Can you write down each of the items below line for line, without changing a single character?

Saved entries
::::::::
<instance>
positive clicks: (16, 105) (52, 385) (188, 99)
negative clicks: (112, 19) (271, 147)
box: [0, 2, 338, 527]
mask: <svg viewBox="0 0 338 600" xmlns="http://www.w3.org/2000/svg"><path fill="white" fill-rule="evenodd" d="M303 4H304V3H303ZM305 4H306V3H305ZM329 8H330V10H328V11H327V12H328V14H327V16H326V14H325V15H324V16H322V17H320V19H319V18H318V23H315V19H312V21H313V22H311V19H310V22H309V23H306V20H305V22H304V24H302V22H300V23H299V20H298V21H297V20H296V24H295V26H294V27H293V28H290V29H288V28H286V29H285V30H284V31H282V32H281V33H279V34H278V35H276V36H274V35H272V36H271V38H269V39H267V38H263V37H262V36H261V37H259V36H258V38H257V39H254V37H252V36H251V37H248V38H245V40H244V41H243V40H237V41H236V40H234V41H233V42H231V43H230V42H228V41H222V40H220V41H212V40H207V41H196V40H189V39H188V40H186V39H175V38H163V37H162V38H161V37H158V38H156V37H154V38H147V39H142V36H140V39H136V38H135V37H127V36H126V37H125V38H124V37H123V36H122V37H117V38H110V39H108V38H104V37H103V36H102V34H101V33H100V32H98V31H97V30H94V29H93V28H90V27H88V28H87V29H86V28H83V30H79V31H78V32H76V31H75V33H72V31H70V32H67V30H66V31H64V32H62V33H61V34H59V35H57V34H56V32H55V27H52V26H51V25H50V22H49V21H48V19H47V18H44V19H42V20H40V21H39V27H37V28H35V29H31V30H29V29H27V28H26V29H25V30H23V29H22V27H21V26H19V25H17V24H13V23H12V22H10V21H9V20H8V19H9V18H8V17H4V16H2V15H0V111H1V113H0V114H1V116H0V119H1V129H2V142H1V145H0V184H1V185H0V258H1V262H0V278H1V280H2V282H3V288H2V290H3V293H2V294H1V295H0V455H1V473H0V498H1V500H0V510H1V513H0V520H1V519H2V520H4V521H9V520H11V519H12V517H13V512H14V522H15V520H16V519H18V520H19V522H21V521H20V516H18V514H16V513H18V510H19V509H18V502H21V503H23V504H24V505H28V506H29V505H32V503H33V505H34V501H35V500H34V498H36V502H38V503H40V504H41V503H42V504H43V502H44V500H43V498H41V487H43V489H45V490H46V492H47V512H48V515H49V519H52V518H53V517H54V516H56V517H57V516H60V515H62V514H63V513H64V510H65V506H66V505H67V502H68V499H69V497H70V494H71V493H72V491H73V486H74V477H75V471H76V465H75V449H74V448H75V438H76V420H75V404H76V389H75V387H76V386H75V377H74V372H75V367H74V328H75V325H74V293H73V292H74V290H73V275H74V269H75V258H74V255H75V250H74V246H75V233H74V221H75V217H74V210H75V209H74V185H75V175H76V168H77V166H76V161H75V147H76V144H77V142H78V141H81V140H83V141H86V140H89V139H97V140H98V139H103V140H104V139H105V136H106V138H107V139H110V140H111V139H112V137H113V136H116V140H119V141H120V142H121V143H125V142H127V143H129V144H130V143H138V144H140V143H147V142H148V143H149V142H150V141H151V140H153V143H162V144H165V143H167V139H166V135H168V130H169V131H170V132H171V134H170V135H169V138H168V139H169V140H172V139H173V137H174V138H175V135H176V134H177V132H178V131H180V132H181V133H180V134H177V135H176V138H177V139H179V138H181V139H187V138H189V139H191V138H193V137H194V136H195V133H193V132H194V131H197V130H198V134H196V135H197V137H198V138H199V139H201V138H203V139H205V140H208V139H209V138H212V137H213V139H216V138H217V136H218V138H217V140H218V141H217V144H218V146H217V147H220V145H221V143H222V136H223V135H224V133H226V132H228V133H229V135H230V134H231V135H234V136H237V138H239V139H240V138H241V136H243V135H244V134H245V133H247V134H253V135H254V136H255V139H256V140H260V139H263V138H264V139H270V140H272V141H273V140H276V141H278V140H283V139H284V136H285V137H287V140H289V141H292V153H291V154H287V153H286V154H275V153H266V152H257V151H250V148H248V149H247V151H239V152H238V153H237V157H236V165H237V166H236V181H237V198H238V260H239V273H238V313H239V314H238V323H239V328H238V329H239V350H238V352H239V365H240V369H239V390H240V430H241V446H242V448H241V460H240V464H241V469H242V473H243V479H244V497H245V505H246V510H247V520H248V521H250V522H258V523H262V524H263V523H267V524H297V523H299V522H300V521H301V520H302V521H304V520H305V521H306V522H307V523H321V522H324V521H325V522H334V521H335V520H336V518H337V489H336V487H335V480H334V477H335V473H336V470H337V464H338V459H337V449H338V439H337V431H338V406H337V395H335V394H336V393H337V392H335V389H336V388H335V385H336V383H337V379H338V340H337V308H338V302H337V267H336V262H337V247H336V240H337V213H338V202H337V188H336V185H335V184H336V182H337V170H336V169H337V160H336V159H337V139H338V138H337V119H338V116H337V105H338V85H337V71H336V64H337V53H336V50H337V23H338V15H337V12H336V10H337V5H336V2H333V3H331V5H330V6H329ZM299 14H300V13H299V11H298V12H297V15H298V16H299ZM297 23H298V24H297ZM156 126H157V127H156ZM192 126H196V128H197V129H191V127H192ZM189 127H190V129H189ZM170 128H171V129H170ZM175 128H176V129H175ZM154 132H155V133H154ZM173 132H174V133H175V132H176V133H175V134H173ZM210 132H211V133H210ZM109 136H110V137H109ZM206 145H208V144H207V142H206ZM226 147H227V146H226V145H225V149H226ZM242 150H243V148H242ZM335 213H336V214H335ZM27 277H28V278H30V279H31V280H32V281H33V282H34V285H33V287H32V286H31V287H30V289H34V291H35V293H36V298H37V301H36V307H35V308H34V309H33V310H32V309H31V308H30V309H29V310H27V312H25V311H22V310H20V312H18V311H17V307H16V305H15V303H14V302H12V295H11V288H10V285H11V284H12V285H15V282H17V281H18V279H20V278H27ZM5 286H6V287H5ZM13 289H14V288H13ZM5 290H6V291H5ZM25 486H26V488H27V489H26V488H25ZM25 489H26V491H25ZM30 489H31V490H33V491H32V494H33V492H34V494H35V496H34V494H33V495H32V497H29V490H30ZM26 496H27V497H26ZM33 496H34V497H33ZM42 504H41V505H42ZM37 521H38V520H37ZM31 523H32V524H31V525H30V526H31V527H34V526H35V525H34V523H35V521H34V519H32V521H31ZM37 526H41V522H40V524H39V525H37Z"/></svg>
::::::::
* Answer section *
<instance>
positive clicks: (16, 105) (52, 385) (188, 99)
negative clicks: (112, 19) (271, 147)
box: [0, 2, 338, 527]
mask: <svg viewBox="0 0 338 600" xmlns="http://www.w3.org/2000/svg"><path fill="white" fill-rule="evenodd" d="M303 4H304V3H303ZM305 4H306V3H305ZM329 8H330V10H328V11H327V12H328V14H327V16H326V14H325V15H324V16H322V17H320V19H319V18H318V23H315V19H312V21H313V22H311V19H310V22H309V23H306V20H305V22H304V24H302V22H300V23H299V20H298V21H297V20H296V24H295V26H294V27H293V28H290V29H288V28H286V29H285V30H284V31H282V32H281V33H279V34H278V35H276V36H274V35H272V36H271V38H269V39H267V38H263V37H262V36H261V37H259V36H258V38H257V39H254V37H252V36H251V37H248V38H245V40H244V41H243V40H237V41H236V40H234V41H233V42H231V43H230V42H228V41H222V40H220V41H212V40H207V41H196V40H189V39H188V40H186V39H175V38H163V37H162V38H161V37H158V38H156V37H154V38H147V39H142V36H140V39H136V38H135V37H127V36H126V37H125V38H124V37H123V36H122V37H117V38H110V39H108V38H104V37H103V36H102V34H101V33H100V32H98V31H97V30H94V29H93V28H90V27H88V28H87V29H86V28H83V30H79V31H78V32H76V31H75V33H72V31H70V32H67V30H66V31H64V32H62V33H61V34H59V35H57V34H56V32H55V27H52V26H51V25H50V22H49V21H48V19H47V18H44V19H42V20H40V21H39V27H37V28H35V29H31V30H29V29H27V28H26V29H25V30H23V29H22V27H21V26H19V25H17V24H13V23H12V22H10V21H9V20H8V19H9V18H8V17H4V16H2V15H0V111H1V113H0V114H1V116H0V119H1V129H2V142H1V145H0V184H1V185H0V258H1V262H0V278H1V280H2V282H3V288H2V290H3V293H2V294H1V295H0V455H1V473H0V498H1V500H0V510H1V513H0V520H1V519H2V520H4V521H9V520H11V519H12V517H13V512H14V522H15V520H16V519H18V520H19V522H21V521H20V516H18V514H16V513H18V510H19V509H18V502H21V503H23V504H24V505H28V506H29V505H32V503H33V505H34V501H35V500H34V498H36V502H38V503H40V504H41V503H42V504H43V502H44V500H43V498H41V487H43V489H45V490H46V492H47V512H48V515H49V519H52V518H53V517H54V516H56V517H57V516H60V515H62V514H63V513H64V510H65V506H66V505H67V502H68V499H69V497H70V494H71V493H72V491H73V486H74V477H75V471H76V465H75V449H74V448H75V438H76V420H75V404H76V389H75V387H76V386H75V377H74V372H75V367H74V328H75V325H74V293H73V292H74V290H73V275H74V269H75V258H74V255H75V250H74V246H75V233H74V221H75V217H74V210H75V209H74V185H75V175H76V168H77V166H76V161H75V147H76V144H77V142H78V141H81V140H83V141H86V140H89V139H97V140H98V139H103V140H104V139H105V136H106V138H107V139H110V140H111V139H112V137H113V136H116V140H119V141H120V142H121V143H125V142H127V143H129V144H130V143H138V144H140V143H147V142H148V143H149V142H150V141H151V140H153V143H162V144H165V143H167V139H166V135H168V130H169V131H170V132H171V134H170V135H169V138H168V139H169V140H172V139H173V137H174V138H175V135H176V134H177V132H178V131H180V132H181V133H180V134H177V135H176V138H177V139H179V138H181V139H187V138H189V139H191V138H193V137H194V136H195V133H193V132H194V131H197V130H198V134H196V135H197V137H198V138H199V139H201V138H203V139H205V140H208V139H209V138H212V137H213V139H216V138H217V136H218V138H217V140H218V141H217V144H218V146H217V147H220V145H221V143H222V136H223V135H224V133H226V132H228V133H229V135H230V134H231V135H234V136H237V138H239V139H240V138H241V136H243V135H244V134H245V133H247V134H253V135H254V136H255V139H256V140H260V139H263V138H264V139H270V140H272V141H273V140H276V141H278V140H283V139H284V136H285V137H287V140H289V141H292V153H291V154H287V153H286V154H275V153H266V152H257V151H250V148H248V149H247V151H239V152H238V153H237V157H236V165H237V166H236V181H237V198H238V260H239V273H238V313H239V314H238V323H239V328H238V329H239V350H238V352H239V365H240V369H239V390H240V430H241V446H242V448H241V460H240V464H241V469H242V473H243V479H244V497H245V505H246V510H247V520H248V521H250V522H258V523H262V524H263V523H267V524H297V523H299V522H300V521H301V520H302V521H304V520H305V521H306V522H307V523H321V522H324V521H325V522H334V521H335V520H336V518H337V489H336V487H335V480H334V477H335V473H336V470H337V464H338V459H337V449H338V439H337V431H338V406H337V395H335V394H336V393H337V392H335V389H336V388H335V385H336V383H337V379H338V340H337V308H338V302H337V267H336V262H337V247H336V240H337V213H338V202H337V188H336V185H335V184H336V182H337V170H336V169H337V160H336V159H337V139H338V138H337V119H338V116H337V105H338V85H337V71H336V64H337V53H336V50H337V23H338V15H337V12H336V10H337V5H336V2H333V3H331V5H330V6H329ZM299 14H300V13H299V11H298V12H297V15H298V16H299ZM297 23H298V24H297ZM156 126H157V127H156ZM192 126H196V128H197V129H191V127H192ZM189 127H190V129H189ZM170 128H171V129H170ZM175 128H176V129H175ZM154 132H155V133H154ZM173 132H174V133H175V132H176V133H175V134H173ZM210 132H211V133H210ZM109 136H110V137H109ZM206 145H208V144H207V142H206ZM226 147H227V146H226V145H225V149H226ZM242 150H243V148H242ZM335 213H336V214H335ZM27 277H28V278H30V279H31V280H32V281H33V282H34V285H33V287H32V286H31V287H30V289H34V291H35V293H36V298H37V301H36V307H35V308H34V309H33V310H32V309H31V308H30V309H29V310H27V312H25V311H22V310H20V312H18V311H17V307H16V305H15V303H14V302H12V295H11V288H10V285H11V284H12V285H15V282H17V281H18V279H20V278H27ZM5 286H6V287H5ZM13 289H14V288H13ZM5 290H6V291H5ZM25 486H26V488H27V489H26V488H25ZM25 489H26V491H25ZM30 489H31V490H33V491H32V494H33V492H34V494H35V496H34V494H33V495H32V497H29V490H30ZM26 496H27V497H26ZM33 496H34V497H33ZM42 504H41V505H42ZM37 521H38V520H37ZM31 523H32V524H31V525H30V526H31V527H34V526H35V525H34V523H35V521H34V519H32V521H31ZM37 526H41V522H40V524H39V525H37Z"/></svg>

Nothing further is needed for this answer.